_TASK STATEMENT:_ Copy out the data below verbatim, from the line with "point: dresser drawer" to the line with "column 240, row 478", both included, and nothing else.

_SUPPLIED MATERIAL:_
___

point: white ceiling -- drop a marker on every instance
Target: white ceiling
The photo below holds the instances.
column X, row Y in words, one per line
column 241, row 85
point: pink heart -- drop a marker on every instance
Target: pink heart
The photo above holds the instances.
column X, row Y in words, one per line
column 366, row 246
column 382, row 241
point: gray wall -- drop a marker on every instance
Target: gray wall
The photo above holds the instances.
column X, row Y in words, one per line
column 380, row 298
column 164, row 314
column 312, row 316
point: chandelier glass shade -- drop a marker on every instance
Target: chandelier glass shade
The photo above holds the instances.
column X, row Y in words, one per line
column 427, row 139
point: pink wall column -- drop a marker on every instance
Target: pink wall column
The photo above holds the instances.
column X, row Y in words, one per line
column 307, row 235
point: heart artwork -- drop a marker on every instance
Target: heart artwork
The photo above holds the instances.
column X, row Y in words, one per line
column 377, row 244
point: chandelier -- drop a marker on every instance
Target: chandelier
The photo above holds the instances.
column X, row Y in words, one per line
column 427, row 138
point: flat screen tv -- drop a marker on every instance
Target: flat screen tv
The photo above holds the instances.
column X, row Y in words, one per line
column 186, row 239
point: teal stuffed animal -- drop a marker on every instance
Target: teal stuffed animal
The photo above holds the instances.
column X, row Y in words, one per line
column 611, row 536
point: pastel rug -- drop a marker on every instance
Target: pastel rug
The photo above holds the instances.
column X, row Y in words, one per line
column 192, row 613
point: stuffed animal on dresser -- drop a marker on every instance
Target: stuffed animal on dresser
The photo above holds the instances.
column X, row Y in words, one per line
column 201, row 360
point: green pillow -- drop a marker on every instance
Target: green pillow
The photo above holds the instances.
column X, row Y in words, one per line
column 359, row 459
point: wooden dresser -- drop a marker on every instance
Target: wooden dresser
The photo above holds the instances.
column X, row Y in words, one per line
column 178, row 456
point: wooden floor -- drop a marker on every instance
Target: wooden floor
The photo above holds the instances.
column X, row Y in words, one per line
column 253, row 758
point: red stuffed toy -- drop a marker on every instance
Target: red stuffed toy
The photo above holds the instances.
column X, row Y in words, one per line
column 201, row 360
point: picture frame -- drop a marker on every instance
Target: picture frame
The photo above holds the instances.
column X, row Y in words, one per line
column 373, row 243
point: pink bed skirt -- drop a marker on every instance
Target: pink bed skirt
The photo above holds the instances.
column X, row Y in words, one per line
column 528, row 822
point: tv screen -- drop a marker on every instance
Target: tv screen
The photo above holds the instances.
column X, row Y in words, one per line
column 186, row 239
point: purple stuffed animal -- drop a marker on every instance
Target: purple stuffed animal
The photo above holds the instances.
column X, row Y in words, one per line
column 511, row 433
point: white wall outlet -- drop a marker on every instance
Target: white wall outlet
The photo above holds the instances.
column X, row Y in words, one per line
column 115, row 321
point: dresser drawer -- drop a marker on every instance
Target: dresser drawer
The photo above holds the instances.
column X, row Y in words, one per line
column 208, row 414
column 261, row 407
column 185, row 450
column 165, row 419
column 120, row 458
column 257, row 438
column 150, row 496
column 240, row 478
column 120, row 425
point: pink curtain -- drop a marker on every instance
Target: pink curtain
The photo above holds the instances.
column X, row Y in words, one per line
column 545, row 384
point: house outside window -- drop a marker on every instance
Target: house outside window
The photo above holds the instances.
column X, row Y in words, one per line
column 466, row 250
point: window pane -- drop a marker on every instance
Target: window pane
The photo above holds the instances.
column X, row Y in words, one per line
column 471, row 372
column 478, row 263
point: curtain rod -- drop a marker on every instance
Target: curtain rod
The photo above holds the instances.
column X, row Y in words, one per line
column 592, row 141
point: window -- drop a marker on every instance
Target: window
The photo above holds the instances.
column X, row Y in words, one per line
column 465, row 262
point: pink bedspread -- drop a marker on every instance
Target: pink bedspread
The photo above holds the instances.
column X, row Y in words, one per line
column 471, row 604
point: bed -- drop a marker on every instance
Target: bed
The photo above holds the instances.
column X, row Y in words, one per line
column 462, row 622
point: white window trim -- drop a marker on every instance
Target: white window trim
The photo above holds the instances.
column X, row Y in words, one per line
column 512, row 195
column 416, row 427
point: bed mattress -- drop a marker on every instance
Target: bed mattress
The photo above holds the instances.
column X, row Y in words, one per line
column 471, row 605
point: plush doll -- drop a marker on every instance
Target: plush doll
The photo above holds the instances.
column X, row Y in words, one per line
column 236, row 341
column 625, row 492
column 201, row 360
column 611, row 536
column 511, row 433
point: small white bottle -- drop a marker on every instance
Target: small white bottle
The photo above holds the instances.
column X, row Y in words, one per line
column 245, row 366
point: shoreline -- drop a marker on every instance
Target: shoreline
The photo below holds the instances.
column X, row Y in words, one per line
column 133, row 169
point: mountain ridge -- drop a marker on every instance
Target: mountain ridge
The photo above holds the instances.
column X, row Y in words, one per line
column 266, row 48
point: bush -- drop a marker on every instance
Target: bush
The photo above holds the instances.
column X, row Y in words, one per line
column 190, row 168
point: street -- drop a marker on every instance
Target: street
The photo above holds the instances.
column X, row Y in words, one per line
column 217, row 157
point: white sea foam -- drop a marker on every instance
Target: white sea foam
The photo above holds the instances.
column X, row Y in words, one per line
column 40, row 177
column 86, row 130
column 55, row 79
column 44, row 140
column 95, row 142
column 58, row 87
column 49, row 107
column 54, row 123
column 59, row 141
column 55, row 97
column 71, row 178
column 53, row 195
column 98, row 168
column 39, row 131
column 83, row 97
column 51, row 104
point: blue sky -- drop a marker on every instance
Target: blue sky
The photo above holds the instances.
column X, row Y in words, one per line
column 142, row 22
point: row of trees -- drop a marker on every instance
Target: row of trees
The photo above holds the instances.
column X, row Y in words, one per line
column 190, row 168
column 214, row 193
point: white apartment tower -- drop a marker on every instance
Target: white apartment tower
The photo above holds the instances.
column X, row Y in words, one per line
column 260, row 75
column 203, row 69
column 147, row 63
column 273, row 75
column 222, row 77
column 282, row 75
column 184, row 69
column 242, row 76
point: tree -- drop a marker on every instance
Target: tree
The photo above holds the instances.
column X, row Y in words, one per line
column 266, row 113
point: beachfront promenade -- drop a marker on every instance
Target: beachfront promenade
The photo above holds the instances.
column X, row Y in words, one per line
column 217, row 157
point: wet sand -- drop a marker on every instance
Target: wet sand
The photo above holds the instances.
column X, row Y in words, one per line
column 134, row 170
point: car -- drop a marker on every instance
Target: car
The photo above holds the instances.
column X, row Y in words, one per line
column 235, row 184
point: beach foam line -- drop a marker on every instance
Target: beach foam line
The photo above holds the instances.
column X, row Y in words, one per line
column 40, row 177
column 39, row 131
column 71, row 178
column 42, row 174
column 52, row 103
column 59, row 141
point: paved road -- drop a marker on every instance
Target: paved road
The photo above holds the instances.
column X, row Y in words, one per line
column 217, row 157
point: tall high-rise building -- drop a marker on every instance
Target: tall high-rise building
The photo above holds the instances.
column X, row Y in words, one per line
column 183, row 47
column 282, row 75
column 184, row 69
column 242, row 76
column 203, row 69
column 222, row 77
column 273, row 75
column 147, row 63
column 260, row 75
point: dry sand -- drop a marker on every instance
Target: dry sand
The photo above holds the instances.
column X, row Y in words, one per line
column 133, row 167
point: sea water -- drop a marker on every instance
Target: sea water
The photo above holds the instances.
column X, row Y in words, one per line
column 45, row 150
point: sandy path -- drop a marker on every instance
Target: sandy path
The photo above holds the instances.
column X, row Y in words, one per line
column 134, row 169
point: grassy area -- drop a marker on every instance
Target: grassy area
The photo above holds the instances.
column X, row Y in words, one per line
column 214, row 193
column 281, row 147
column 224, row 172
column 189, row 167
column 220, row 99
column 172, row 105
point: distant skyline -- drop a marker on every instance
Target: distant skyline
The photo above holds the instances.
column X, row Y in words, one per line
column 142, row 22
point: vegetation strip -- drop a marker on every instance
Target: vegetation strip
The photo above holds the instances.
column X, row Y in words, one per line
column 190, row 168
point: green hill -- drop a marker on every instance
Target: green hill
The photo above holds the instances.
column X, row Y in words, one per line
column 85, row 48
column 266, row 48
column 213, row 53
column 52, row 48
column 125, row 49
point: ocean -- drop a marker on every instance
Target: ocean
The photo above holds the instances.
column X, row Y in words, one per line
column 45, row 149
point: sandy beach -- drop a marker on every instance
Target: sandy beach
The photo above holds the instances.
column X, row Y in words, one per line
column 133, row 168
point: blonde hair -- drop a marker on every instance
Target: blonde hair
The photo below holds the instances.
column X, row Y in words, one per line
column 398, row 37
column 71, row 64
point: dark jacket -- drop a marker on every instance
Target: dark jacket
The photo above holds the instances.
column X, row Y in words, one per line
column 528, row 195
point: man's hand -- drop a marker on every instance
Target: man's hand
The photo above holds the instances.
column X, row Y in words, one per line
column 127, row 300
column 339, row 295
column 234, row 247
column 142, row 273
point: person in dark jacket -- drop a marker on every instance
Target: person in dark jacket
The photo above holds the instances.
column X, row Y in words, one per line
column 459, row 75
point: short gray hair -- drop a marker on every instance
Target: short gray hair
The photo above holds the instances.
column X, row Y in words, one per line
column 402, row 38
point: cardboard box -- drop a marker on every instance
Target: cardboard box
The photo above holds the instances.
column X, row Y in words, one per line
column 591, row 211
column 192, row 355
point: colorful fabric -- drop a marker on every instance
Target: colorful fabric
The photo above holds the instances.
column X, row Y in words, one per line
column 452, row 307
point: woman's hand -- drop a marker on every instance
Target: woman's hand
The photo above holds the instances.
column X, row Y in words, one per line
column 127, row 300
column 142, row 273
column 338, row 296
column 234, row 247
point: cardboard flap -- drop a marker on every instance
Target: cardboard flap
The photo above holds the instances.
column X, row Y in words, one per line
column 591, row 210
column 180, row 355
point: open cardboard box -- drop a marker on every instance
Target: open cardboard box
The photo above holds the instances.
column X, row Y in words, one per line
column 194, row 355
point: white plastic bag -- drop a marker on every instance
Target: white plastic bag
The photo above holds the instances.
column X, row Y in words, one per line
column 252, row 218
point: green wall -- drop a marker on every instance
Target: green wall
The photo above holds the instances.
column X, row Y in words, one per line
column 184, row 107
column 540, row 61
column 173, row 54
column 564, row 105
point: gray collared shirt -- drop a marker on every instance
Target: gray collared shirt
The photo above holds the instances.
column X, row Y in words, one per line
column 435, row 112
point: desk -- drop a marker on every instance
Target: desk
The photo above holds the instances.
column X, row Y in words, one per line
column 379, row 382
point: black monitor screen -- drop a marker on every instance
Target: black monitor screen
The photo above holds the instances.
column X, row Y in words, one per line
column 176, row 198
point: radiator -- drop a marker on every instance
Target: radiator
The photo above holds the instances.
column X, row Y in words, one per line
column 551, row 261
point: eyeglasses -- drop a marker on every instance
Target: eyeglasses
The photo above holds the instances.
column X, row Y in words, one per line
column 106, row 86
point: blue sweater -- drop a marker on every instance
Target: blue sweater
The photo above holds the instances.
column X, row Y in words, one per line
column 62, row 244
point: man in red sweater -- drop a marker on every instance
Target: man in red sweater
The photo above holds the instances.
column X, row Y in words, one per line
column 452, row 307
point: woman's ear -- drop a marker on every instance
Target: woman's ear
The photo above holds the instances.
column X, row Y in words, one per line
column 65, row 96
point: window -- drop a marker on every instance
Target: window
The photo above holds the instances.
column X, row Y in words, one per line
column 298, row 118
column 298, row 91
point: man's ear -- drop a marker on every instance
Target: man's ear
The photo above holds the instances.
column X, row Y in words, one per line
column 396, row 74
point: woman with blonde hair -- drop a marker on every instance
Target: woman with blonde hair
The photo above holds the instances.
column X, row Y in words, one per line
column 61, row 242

___

_OUTPUT FOR THIS EXERCISE:_
point: dresser drawer -- drop a marker on every instance
Target: dresser drawer
The photo above holds the instances.
column X, row Y in words, one per line
column 208, row 414
column 261, row 407
column 185, row 450
column 165, row 419
column 120, row 458
column 257, row 438
column 150, row 496
column 240, row 478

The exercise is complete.